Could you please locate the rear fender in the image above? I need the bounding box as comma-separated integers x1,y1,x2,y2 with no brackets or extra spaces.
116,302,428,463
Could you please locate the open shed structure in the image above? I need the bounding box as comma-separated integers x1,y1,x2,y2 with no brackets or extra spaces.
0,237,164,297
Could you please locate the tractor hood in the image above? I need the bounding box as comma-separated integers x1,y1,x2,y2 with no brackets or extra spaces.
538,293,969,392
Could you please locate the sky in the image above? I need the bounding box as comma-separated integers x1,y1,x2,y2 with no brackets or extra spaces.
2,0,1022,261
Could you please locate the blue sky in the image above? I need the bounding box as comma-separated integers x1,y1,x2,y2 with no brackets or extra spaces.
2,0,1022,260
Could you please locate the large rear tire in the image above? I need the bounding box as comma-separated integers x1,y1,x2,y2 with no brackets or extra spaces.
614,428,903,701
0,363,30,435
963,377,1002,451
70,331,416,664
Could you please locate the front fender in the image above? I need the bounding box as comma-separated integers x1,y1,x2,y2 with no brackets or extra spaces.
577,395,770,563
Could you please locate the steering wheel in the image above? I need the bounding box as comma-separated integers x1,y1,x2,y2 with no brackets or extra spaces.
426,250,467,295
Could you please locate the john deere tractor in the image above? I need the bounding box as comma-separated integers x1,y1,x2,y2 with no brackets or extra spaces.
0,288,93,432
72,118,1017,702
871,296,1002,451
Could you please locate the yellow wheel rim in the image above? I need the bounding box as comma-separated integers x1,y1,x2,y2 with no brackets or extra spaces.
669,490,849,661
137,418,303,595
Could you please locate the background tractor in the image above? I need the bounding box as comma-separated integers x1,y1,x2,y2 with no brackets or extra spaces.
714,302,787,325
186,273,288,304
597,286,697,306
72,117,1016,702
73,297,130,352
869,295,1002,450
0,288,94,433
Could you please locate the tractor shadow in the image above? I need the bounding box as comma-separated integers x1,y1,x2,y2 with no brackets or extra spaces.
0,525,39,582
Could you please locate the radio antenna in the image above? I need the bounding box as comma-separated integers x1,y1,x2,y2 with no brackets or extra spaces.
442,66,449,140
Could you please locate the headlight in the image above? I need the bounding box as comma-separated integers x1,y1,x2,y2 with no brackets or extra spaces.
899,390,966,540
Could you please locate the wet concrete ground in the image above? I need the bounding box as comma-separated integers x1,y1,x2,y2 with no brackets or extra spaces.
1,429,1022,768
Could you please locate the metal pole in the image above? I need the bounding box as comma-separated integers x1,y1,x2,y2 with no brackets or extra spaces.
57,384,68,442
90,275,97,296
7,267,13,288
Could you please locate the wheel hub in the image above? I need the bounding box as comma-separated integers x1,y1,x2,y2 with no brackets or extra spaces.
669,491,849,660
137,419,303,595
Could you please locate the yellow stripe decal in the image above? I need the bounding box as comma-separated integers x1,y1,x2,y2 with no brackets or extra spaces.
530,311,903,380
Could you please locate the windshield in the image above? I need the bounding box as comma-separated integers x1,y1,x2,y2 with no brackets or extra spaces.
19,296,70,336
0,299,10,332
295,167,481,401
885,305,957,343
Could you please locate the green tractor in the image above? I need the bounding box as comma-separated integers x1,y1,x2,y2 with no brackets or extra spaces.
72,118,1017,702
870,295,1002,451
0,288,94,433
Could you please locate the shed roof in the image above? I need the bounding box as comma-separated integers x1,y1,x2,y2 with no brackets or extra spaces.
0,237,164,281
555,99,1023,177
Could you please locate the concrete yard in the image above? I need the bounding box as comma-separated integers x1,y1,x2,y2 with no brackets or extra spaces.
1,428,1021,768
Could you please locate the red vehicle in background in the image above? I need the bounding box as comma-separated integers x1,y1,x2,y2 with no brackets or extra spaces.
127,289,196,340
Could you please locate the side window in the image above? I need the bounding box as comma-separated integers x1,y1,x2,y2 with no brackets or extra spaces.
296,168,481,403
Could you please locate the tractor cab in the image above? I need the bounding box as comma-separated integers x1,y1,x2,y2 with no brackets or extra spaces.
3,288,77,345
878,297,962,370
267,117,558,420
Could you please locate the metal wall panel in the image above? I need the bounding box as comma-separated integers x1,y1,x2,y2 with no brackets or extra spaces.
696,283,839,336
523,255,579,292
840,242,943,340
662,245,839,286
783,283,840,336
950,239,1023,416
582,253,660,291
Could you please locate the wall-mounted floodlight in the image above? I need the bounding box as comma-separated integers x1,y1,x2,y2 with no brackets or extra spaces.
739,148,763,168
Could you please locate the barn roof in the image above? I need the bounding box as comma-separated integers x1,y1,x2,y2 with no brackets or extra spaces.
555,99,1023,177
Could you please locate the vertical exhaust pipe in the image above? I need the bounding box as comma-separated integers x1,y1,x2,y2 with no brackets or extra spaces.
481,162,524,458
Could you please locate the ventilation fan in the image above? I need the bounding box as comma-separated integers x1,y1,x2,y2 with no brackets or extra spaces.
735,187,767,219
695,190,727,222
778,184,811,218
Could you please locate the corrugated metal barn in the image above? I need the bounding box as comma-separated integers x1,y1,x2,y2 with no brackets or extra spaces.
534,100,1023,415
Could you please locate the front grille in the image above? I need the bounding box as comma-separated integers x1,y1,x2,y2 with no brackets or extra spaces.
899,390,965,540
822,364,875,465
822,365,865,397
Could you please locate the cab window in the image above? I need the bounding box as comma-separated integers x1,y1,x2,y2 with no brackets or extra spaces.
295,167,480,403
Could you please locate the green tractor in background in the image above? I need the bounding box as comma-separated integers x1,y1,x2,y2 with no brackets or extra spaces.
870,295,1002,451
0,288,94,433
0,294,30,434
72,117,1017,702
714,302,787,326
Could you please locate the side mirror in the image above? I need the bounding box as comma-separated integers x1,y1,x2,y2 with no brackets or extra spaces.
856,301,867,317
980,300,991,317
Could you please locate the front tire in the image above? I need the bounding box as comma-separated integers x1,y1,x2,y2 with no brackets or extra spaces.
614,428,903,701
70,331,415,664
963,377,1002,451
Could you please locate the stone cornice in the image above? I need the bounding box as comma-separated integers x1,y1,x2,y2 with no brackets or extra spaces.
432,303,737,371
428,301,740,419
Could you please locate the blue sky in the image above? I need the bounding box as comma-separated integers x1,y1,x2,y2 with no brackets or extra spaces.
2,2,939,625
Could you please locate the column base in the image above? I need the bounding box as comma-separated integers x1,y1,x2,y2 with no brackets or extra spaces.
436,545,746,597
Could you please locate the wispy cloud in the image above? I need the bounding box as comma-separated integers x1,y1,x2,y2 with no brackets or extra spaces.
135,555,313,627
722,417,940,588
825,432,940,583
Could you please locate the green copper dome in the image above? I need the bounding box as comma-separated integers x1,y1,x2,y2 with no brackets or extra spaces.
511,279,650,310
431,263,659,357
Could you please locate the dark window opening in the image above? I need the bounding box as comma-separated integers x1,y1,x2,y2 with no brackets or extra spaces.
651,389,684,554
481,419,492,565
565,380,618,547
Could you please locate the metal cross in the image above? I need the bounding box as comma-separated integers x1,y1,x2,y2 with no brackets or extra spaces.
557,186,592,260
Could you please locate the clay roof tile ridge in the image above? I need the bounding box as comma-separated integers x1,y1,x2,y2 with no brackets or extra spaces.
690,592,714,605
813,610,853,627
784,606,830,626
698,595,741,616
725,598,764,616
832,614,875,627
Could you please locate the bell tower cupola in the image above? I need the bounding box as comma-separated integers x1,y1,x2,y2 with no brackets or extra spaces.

■ Requirement
Every record should be given again exactly.

■ Solution to the problem
Could you please locate the rear fender in the image above? I need the bounding box as comma-separated integers x1,y1,x2,y2 with no brackets or extra spaces.
116,302,428,463
Could you please locate the open shed structure in the image above? I need the bounding box as comma-separated integers x1,y1,x2,y2 with no brackets or extra spaces.
0,237,164,297
Could you please locate the tractor hood in the image above? I need the bounding box as comma-separated integers x1,y1,x2,y2 with no brackets or extra spaces.
538,293,969,392
Could you please locate the sky in the image above? I need the bounding box as comma-separated integers x1,y1,x2,y2 with no brackets or extra spaces.
2,0,1022,261
Could you please locate the blue sky in the image above? I need the bounding box as comma-separated integers x1,y1,x2,y2 with no brackets or extra spaces.
2,0,1022,260
Could you please locate the large rear tire in the image above? I need the bounding box as comma-separated integers x1,y1,x2,y2 with no brackets or extra spaces.
614,428,903,701
0,363,30,435
963,377,1002,451
70,331,416,664
Could you please locate the front fender in the image above? I need the bounding box as comma-separated integers x1,y1,x2,y2 with no brackets or extra spaces.
577,395,770,563
Could you please locate the steering wheel in the image above? I need the bounding box as comma-separated integers x1,y1,x2,y2 with no brackets or extra spaces.
426,250,467,295
Could you please locate the john deere tractor in the image above? I need the bounding box as comma-separated integers x1,y1,x2,y2 with no brackets or extra spaces.
0,288,93,432
72,118,1017,702
871,296,1002,451
Could you please locate the yellow wheel rim in the image above? I need the bounding box as comma-separated integers x1,y1,x2,y2 with no brackets or extra spaces.
669,490,849,661
137,418,303,595
Could you please locate the background tractor in the image above? I need the bounding box as comma-separated integers x1,y1,x2,y2 with no brackets or extra spaces.
714,302,787,325
186,273,288,304
597,286,697,306
72,117,1016,702
73,297,130,352
869,295,1002,450
0,288,94,433
Could you please locate the tractor shadow in the image above? I need the bounding box as comma-separated integers x1,y1,x2,y2 with no brackets or extra spaces.
0,525,39,582
Could you please locate the radio antenna in the image above? I need the bounding box as comma-separated integers x1,y1,x2,y2 with no brackets or extra spaces.
442,66,449,140
Could you please locate the headlight in the image above? I need the bounding box as comma-separated integers x1,y1,x2,y2 with no brackets or extra spaces.
899,390,966,540
Could you please locate the wet concrete ground in the image above? I need the bounding box as comma-separated integers x1,y1,x2,y2 with no brackets or extra spaces.
1,429,1022,768
Could you please locate the metal pole in the image above? I need the bounding box as comma-separated integers x1,y1,x2,y2 with no brackets or extra spaces.
57,384,68,442
90,275,97,296
7,267,13,288
Could you please locate the wheel hub in the image above? I need the bounding box as comma-separated integers x1,y1,x2,y2 with no brackets or extra spaces.
669,491,849,660
137,419,303,595
Could you please locate the yellow stripe decal in the image above? I need the bounding box as comma-separated integers x1,y1,x2,y2 with no brackets or extra spaces.
530,311,903,380
Could you please locate the windshield in the image above? I need the bounding box as comma-separated integers x1,y1,x2,y2 with no brackets or extra spaces.
19,296,70,336
0,299,10,332
295,167,481,401
885,305,957,343
Could you please locate the green tractor in the image above? I need the bounding box as comma-separated integers x1,y1,x2,y2 with no brackets or extra spaces.
72,118,1017,702
870,295,1002,451
0,288,94,433
Could you please locate the shed roof in the image above? I need the bounding box as comma-separated integers x1,y1,x2,y2 with no brackets or extra spaces.
0,237,164,281
555,99,1023,177
Could you please locate the concrete yard in the image above? I need the bounding box as comma-separated integers x1,y1,x2,y2 with no brackets or extra spaces.
1,428,1021,768
Could you please locate the red vehicle in background in the image above? I need the bounding box as comma-separated integers x1,y1,x2,y2 with no brackets or extra spaces.
127,289,196,340
Could you please locate the side window in the image above? I need the bounding box as comma-separated integers x1,y1,x2,y2 with no brackets or extra spaces.
296,168,481,403
Could you please locate the tractor cab in the image above? I need the bounding box as comma-separated integers x1,y1,x2,y2 with no brackets or extra spaces.
3,288,77,345
878,297,962,370
267,117,558,420
Could you please locate the metal wall panel in the image above? I need the bounding box as comma-separated integers x1,y1,x2,y2 with no brackets or extra spaces.
696,283,839,336
523,255,579,292
840,242,943,340
662,245,839,286
783,283,840,336
950,239,1023,416
582,253,660,291
Could you please locate the wall-mounted floodlight in the image above? I need the bounding box as comma-separated integers x1,y1,x2,y2 with no brackets or extra spaces.
739,148,763,168
Could you please locate the barn roof in the image above? I need the bounding box as comma-separated integers x1,y1,x2,y2 with no brackets or extra spaces.
555,99,1023,177
Could you please locate the vertical exhaust pipe in the image above? I need the bounding box as comma-separated integers x1,y1,x2,y2 with no brackets or extra spaces.
481,162,524,458
Could you please locate the ventilation fan in the image above? I need the bounding box as comma-separated integers x1,y1,x2,y2 with no brackets or extra spaces.
735,187,767,219
695,190,727,222
778,184,811,218
Could you please locate the corrugated metal barn in the image above? I need the bounding box as comma-separated integers x1,y1,x2,y2 with no brackets or extra spaces.
534,100,1023,415
Could you please locate the front grille in the image above? I need the bounding box as comma-separated integers x1,y1,x2,y2 with no brackets or extra spaces.
899,390,965,540
822,364,875,465
822,365,865,397
Could you please locate the cab window in the image above? I need the bounding box as comma-separated integers x1,y1,x2,y2 with no brackets or extra spaces.
295,167,480,403
Could you please locate the green tractor in background in the image above? I need the bounding box as comma-separated integers x1,y1,x2,y2 with no brackets or extra spaces.
870,295,1002,451
0,288,94,433
0,294,30,434
72,117,1017,702
714,302,787,326
Could you please locate the side mirror in the image above? I need the bounding box as comma-separated integers x1,y1,x2,y2 with no brackets or extra spaces.
856,301,867,317
980,300,991,317
Could you please locate the front tire in the image above? I need the bounding box as comma-separated integers x1,y1,x2,y2 with no brackets or extra spaces.
614,428,903,701
70,331,415,664
963,377,1002,451
Could you please locate the stone cornice in the image above? I need the bounding box as comma-separated integers x1,y1,x2,y2 with no brackets or extra spaces.
432,303,737,371
428,301,740,419
Could you please locate the blue sky in the image above? I need the bounding box as comma-separated integers x1,y1,x2,y2 with no brackets or extra spaces.
2,2,939,625
Could you please locate the column base in the image above? I need the bounding box as comma-separated integers x1,y1,x2,y2 with no brackets or extra spaces.
436,545,746,597
Could you please locate the wispy cloud in the image above? I need the bounding box as comma-separated integers x1,y1,x2,y2 with no brackets or extra spaces.
135,555,313,627
722,417,940,588
825,432,940,583
Could you please locate the green copper dome in the image above? I need the bounding box as comma-separated integers x1,y1,x2,y2 with no brackets or extra spaces.
511,279,650,310
431,263,659,357
Could you please locate the dark window opening in the image above? I need the bounding box as comma-separated integers x1,y1,x2,y2 with no brackets or extra spaces.
651,389,684,554
481,419,492,565
565,380,618,547
Could you please locate the metal cross in the image above? I need the bounding box as comma-separated integers x1,y1,x2,y2 with no brackets or extra spaces.
557,186,592,260
Could you please locate the clay roof tile ridge in the image above? I need the bounding box as comma-separated integers x1,y1,x2,y2 with no brackets or extra spaces.
690,592,714,605
813,610,853,627
784,606,830,626
698,595,741,616
725,598,764,616
832,614,875,627
Could you please locate the bell tower cupola in the image above? I need the bounding box as comma-separated integers x1,y1,x2,y2 with no brackets or extra spaces.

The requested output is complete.